* Material to process
────────────────

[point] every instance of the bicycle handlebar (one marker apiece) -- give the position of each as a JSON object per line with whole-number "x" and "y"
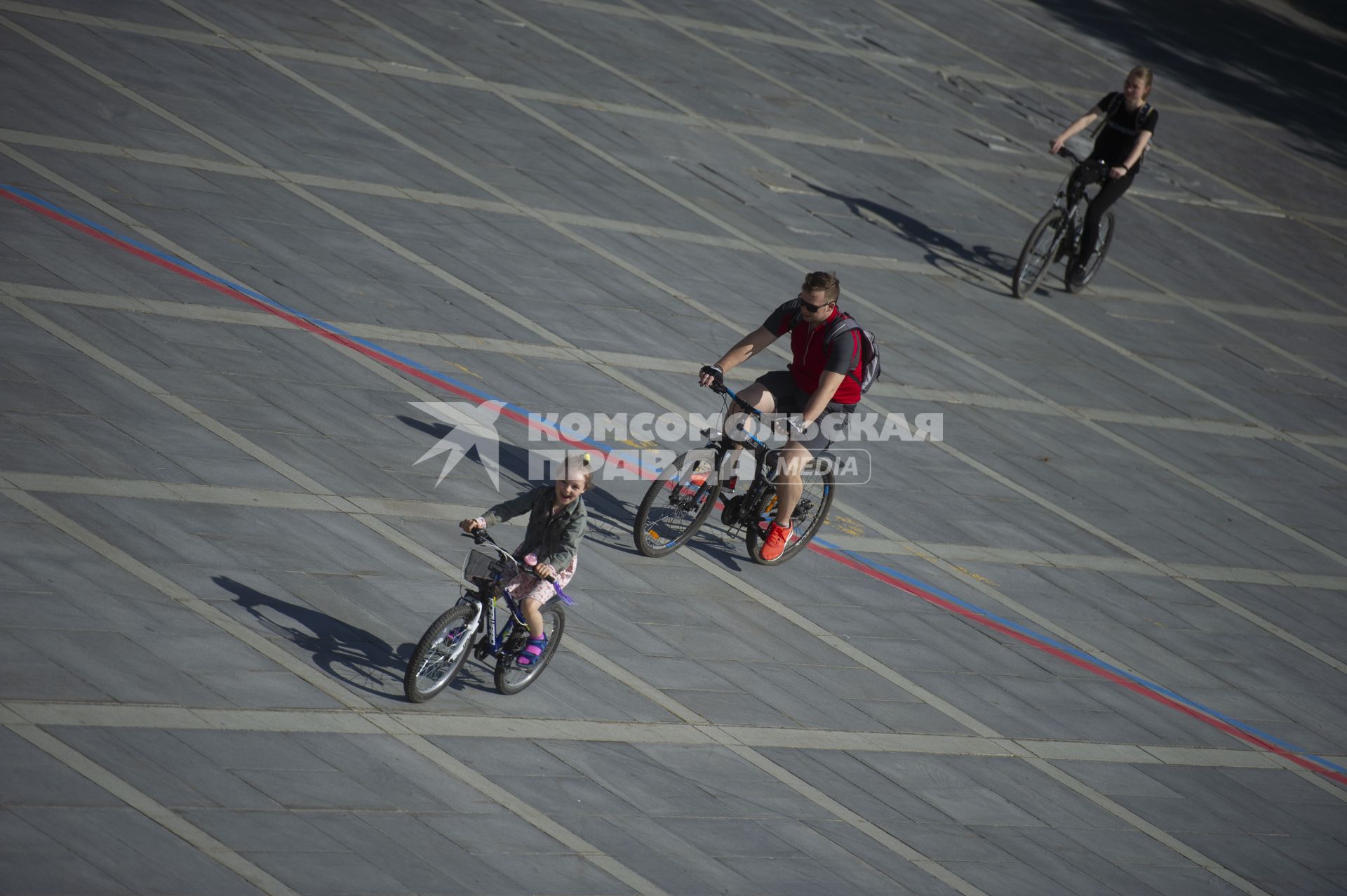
{"x": 481, "y": 537}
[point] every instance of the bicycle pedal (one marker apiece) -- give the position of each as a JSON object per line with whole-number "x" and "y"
{"x": 733, "y": 511}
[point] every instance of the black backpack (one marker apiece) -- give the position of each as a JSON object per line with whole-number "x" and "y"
{"x": 843, "y": 323}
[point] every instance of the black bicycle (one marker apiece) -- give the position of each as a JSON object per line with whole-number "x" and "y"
{"x": 685, "y": 493}
{"x": 471, "y": 627}
{"x": 1057, "y": 236}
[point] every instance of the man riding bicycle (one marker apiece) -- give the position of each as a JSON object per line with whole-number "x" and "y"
{"x": 821, "y": 387}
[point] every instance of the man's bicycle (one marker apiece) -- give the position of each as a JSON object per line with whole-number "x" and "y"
{"x": 1057, "y": 236}
{"x": 471, "y": 627}
{"x": 685, "y": 493}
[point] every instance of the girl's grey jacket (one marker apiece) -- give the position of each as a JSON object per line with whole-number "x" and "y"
{"x": 556, "y": 540}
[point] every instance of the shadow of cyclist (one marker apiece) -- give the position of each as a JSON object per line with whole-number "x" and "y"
{"x": 942, "y": 251}
{"x": 348, "y": 654}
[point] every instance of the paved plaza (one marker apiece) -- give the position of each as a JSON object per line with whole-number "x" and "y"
{"x": 1092, "y": 642}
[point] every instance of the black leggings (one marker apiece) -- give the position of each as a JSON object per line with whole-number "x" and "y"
{"x": 1109, "y": 194}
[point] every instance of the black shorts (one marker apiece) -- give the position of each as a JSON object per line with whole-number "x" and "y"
{"x": 791, "y": 399}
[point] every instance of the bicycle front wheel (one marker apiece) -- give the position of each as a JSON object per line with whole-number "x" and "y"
{"x": 806, "y": 521}
{"x": 511, "y": 678}
{"x": 1038, "y": 253}
{"x": 678, "y": 503}
{"x": 439, "y": 655}
{"x": 1097, "y": 260}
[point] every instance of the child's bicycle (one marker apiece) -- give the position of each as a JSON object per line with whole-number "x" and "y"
{"x": 683, "y": 495}
{"x": 1057, "y": 236}
{"x": 471, "y": 627}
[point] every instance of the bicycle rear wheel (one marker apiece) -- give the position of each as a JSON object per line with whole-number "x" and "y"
{"x": 1038, "y": 253}
{"x": 678, "y": 503}
{"x": 1097, "y": 262}
{"x": 511, "y": 678}
{"x": 439, "y": 655}
{"x": 807, "y": 518}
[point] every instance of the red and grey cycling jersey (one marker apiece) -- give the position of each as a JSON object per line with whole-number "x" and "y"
{"x": 812, "y": 354}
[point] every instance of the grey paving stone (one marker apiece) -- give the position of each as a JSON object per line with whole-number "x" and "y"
{"x": 352, "y": 603}
{"x": 136, "y": 852}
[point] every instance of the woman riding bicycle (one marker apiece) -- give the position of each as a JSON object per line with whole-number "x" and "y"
{"x": 1121, "y": 143}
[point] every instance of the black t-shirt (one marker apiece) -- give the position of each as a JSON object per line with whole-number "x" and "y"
{"x": 1121, "y": 128}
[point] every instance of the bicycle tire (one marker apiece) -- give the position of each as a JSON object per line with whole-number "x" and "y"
{"x": 1097, "y": 262}
{"x": 810, "y": 519}
{"x": 511, "y": 678}
{"x": 438, "y": 631}
{"x": 645, "y": 533}
{"x": 1023, "y": 285}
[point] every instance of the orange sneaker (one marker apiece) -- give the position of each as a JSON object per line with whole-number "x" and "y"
{"x": 777, "y": 537}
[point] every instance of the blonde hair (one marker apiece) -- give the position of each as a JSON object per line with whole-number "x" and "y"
{"x": 1146, "y": 77}
{"x": 824, "y": 282}
{"x": 578, "y": 464}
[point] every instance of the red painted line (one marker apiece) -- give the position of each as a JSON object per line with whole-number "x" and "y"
{"x": 302, "y": 323}
{"x": 1075, "y": 660}
{"x": 834, "y": 556}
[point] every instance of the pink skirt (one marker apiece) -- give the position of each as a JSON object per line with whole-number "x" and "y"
{"x": 528, "y": 587}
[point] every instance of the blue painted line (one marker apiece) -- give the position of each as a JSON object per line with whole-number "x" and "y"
{"x": 1082, "y": 655}
{"x": 485, "y": 396}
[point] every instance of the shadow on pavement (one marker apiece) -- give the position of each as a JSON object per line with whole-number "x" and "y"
{"x": 941, "y": 250}
{"x": 348, "y": 654}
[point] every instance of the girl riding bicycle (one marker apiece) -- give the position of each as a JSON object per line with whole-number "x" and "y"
{"x": 1128, "y": 127}
{"x": 556, "y": 521}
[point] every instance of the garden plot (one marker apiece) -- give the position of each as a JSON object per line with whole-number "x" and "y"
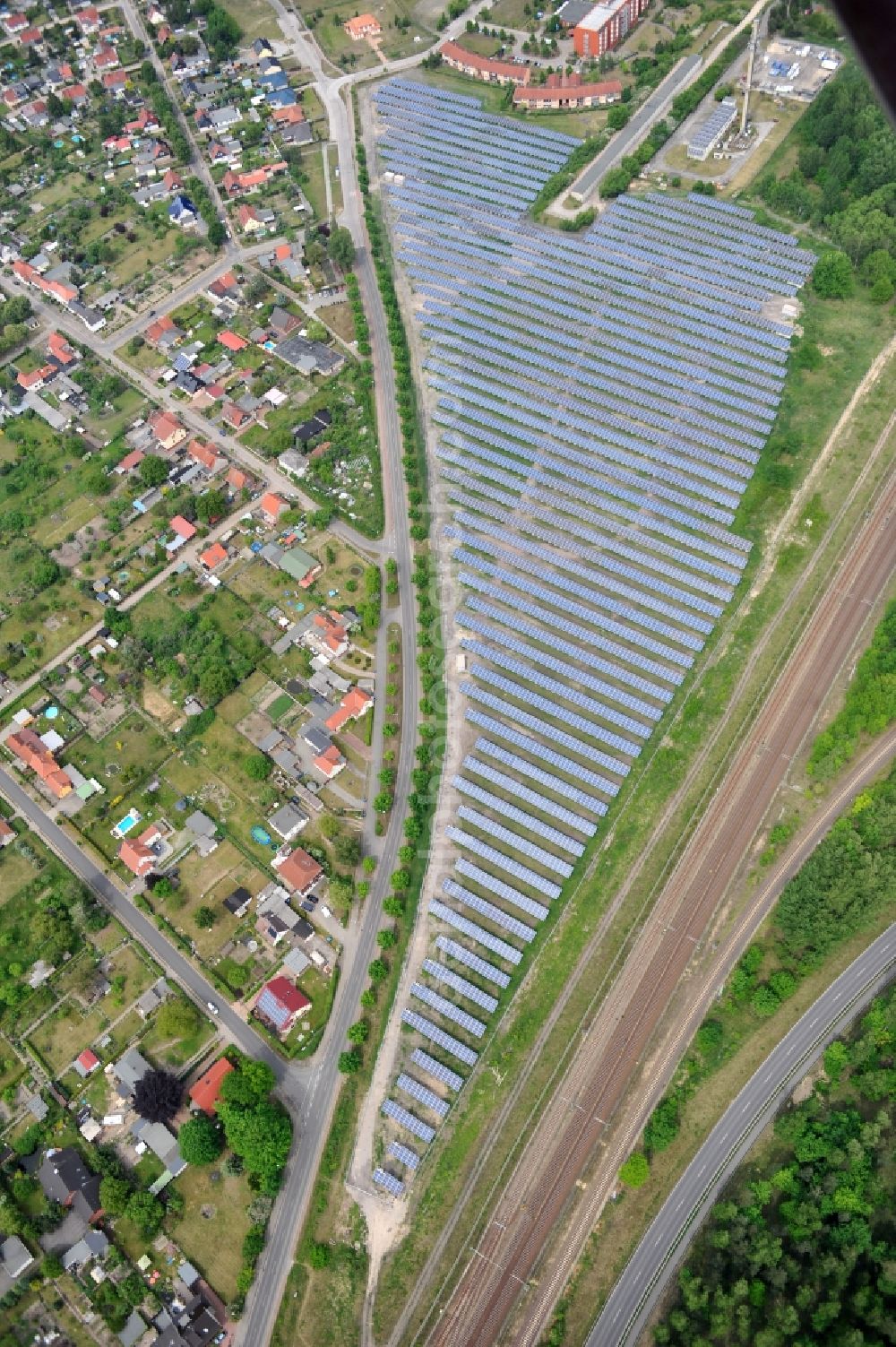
{"x": 590, "y": 476}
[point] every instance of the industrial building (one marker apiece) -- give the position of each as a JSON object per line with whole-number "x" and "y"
{"x": 605, "y": 26}
{"x": 711, "y": 130}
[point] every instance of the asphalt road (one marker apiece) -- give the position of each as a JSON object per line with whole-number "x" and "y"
{"x": 174, "y": 963}
{"x": 668, "y": 1239}
{"x": 633, "y": 133}
{"x": 577, "y": 1118}
{"x": 323, "y": 1090}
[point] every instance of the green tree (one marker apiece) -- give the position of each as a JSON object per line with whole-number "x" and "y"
{"x": 341, "y": 248}
{"x": 152, "y": 471}
{"x": 262, "y": 1135}
{"x": 249, "y": 1084}
{"x": 146, "y": 1213}
{"x": 833, "y": 276}
{"x": 114, "y": 1195}
{"x": 200, "y": 1140}
{"x": 636, "y": 1170}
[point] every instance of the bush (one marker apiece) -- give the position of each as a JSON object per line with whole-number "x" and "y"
{"x": 636, "y": 1170}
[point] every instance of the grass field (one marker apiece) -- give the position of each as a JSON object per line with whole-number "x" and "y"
{"x": 213, "y": 1242}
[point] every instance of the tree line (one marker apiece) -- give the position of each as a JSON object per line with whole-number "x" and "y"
{"x": 799, "y": 1249}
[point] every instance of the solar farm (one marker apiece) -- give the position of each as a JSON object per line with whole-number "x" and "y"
{"x": 601, "y": 402}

────────────────

* What to do
Omit every picture, and otherwise quote the entries exactly.

* Finished task
[point] every instance of the bicycle handlebar (one marker apiece) -- give the position of each as a JSON object per line with whole-number "x" and "y"
{"x": 481, "y": 537}
[point] every instance of the bicycle pedal (one marker apiece) -- give the position of each as a JSON object per line with whole-number "x" and "y"
{"x": 733, "y": 511}
[point] every instance of the black backpack (one marker apiece) -- give the position of each as a JSON object per line with whole-number "x" and "y"
{"x": 843, "y": 323}
[point] every instance of the black bicycle (one marker apiece) -- give the position of each as a JSON object per line with whole-number "x" and "y"
{"x": 685, "y": 493}
{"x": 471, "y": 627}
{"x": 1057, "y": 236}
[point] every instance of the man riding bicycle (one marker apiece) -- give the position of each as a JSON object per line with whole-number "x" and "y"
{"x": 821, "y": 387}
[point] every instance of the man's bicycle (one marker apiece) -- give the position of each as a JSON object per line with whole-number "x" and "y"
{"x": 1057, "y": 236}
{"x": 471, "y": 627}
{"x": 685, "y": 493}
[point] every instance of the girl's grey jacket (one marker apiece) -- give the position of each as a JSON object per line with whole-number "x" and "y"
{"x": 556, "y": 540}
[point] every instance of the shadow of cyclist (one marker apiece) -- give the position of each as a JSON object per line with whole-number "x" and "y"
{"x": 942, "y": 251}
{"x": 348, "y": 654}
[point] every instance of the paved plaza (one marker apiece) -- give the position of each as a JSON object per line with whole-number "x" and "y"
{"x": 1092, "y": 642}
[point] every instance of the black leggings (one marker apiece) -- give the position of each as a JSON object per line with whole-number "x" and "y"
{"x": 1109, "y": 194}
[point] every instance of the black shorts (one marker apiece) -- give the position of each as a JSON object per line with whole-number "x" and "y"
{"x": 791, "y": 399}
[point] every instance of the bicycle front wheel (one marker apiece) -- give the position of each as a JSON object per line with whole-number "x" and "y"
{"x": 806, "y": 521}
{"x": 511, "y": 678}
{"x": 1038, "y": 253}
{"x": 678, "y": 503}
{"x": 439, "y": 655}
{"x": 1097, "y": 260}
[point] every instance of the child's bicycle (one marker apiece) -- give the position of each as a JSON object per line with whole-number "x" and "y"
{"x": 683, "y": 495}
{"x": 1057, "y": 236}
{"x": 471, "y": 627}
[point] every instance of the bicycle rear wheel (one marker apiece) -- give the position of each as a JSON object per line with whole-number "x" and "y"
{"x": 1038, "y": 253}
{"x": 678, "y": 503}
{"x": 1097, "y": 262}
{"x": 511, "y": 678}
{"x": 439, "y": 655}
{"x": 807, "y": 518}
[point] every instance of the red and grey cycling jersey (one marker apiece) -- give the position of each as a JSON object per line with whole-number "x" and "y"
{"x": 812, "y": 354}
[point] every instance of the grey paving stone (one marker apiece) -- give the position of each as a JSON object per line with whole-number "x" and "y"
{"x": 352, "y": 603}
{"x": 136, "y": 852}
[point] every instance of the woman riding bicycle (one marker apiece) -- give the position of each as a JSON object per line with whole-number "x" and "y"
{"x": 1121, "y": 143}
[point] every instance of the black t-shirt (one marker apiece) -- give the position of each as a JSON object per line with whole-number "x" and "y"
{"x": 1121, "y": 128}
[point] every instance of the bicycle tire (one marker apiece) -- give the position of each as a JSON object per line with whole-number "x" and "y"
{"x": 1097, "y": 262}
{"x": 810, "y": 519}
{"x": 511, "y": 678}
{"x": 438, "y": 631}
{"x": 645, "y": 533}
{"x": 1023, "y": 285}
[point] every instance of the orange sneaker (one marker apiece) -- give the position of each as a JSON object per line with whole-number "x" and "y"
{"x": 777, "y": 537}
[point] every instance of the blonde hair (one marker apiece) -- give the position of each as a JSON object per line with whole-number "x" and "y"
{"x": 1146, "y": 77}
{"x": 824, "y": 282}
{"x": 578, "y": 464}
[point] every instance of the red painted line (one marker apiece) -- give the position of each as a JSON object per line with whole-number "x" and "y"
{"x": 302, "y": 323}
{"x": 1075, "y": 660}
{"x": 834, "y": 556}
[point] every instance of the pink skirt (one marker apiece) -- give the position of each as a JSON object per line with whole-number "x" and "y"
{"x": 528, "y": 587}
[point] every instance of the blue painted line (one marker apiece) -- give the position of each as a JSON object per line with whole-number "x" and "y"
{"x": 1082, "y": 655}
{"x": 485, "y": 396}
[point] every instance of the shadow on pavement (one marker apiece) -- give the position of each as a JSON object per line with whole-number "x" and "y"
{"x": 941, "y": 250}
{"x": 348, "y": 654}
[point] every instance of the girl riding bicycle (one marker apiece) -- give the position of each as a JSON object per line with whole-number "x" and "y"
{"x": 1128, "y": 127}
{"x": 556, "y": 521}
[point] every instance of the garden plot (one marker apiece) -- give the position of each as a JSON object per line with whole-number "x" and "y"
{"x": 590, "y": 476}
[point] every instance of the industrial building (one marker apiece) -- give the position of each as a JSON object per line with whole-number "x" and "y"
{"x": 605, "y": 26}
{"x": 711, "y": 130}
[point] every instance of the asphalt road (one marker apiece) -- give the position of each as a JSON object per line with whole-number "x" and "y"
{"x": 174, "y": 963}
{"x": 668, "y": 1239}
{"x": 633, "y": 133}
{"x": 577, "y": 1118}
{"x": 323, "y": 1090}
[point] every instance of the green tree (one marker apiece) -- give the position of each as a JSON object per line with whole-number "x" and "y"
{"x": 341, "y": 248}
{"x": 152, "y": 471}
{"x": 262, "y": 1135}
{"x": 249, "y": 1084}
{"x": 146, "y": 1213}
{"x": 833, "y": 276}
{"x": 114, "y": 1195}
{"x": 200, "y": 1140}
{"x": 636, "y": 1170}
[point] every instance of the bush (one marker apiece) -- give the position of each as a JSON object per line with whole-number "x" and "y"
{"x": 636, "y": 1170}
[point] every instance of the grass field (one marker apiece) -- give the position of each as a JSON object per line with whole-number "x" and "y"
{"x": 213, "y": 1242}
[point] every instance of the tree line (one marker apiece) -- give the position of each as a JSON object per line with whole-number "x" and "y"
{"x": 799, "y": 1249}
[point] every instance of the solar farm (one marker apiece) -- give the position of each as a JSON object per line with whole-number "x" and "y"
{"x": 601, "y": 402}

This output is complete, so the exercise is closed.